▶ SUPPLIED DATA
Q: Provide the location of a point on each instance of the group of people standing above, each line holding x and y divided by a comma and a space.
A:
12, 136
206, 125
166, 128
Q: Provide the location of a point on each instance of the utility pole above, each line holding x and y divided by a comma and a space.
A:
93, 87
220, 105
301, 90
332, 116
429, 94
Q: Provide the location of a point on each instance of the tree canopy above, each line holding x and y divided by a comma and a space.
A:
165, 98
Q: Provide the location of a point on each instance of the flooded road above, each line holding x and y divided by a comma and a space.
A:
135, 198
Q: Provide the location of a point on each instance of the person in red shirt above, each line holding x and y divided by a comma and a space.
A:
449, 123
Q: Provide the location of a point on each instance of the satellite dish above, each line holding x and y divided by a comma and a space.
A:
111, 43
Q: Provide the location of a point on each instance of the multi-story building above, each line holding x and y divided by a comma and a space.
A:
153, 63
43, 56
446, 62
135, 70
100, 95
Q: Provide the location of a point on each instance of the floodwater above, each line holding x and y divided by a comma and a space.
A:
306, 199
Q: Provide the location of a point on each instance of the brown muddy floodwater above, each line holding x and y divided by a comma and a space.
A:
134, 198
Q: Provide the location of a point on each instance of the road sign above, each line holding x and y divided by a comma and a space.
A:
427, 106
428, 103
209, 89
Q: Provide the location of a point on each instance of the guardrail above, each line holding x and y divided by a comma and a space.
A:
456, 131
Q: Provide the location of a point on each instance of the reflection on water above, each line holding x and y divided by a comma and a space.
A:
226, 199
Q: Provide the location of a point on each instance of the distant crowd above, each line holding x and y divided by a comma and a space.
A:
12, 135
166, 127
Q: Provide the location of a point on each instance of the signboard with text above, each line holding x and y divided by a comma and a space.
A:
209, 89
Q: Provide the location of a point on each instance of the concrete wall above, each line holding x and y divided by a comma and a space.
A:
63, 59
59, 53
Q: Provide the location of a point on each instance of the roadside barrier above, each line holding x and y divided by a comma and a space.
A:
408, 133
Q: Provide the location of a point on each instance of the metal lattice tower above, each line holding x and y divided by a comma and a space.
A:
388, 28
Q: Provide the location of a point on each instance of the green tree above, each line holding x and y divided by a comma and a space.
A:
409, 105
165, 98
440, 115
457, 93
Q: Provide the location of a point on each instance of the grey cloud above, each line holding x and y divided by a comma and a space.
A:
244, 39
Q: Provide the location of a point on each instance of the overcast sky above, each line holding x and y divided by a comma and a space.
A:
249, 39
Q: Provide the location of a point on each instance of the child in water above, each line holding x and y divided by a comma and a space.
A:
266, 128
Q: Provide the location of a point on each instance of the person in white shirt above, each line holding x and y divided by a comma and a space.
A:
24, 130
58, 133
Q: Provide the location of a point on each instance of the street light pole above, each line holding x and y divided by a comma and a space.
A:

* * *

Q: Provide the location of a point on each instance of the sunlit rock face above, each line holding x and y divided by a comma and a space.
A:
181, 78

▶ EXERCISE DESCRIPTION
Identify every line of the data above that contains the word "pole", and copy each such line in full.

▶ TASK RESULT
Q: Provide the location of a point on each instance of the utility pole above, each line holding x and y divided by a comma and a space.
Q: Provide the location of a point on each instance of the street light pole above, each line holding x and y divided by a comma and a space.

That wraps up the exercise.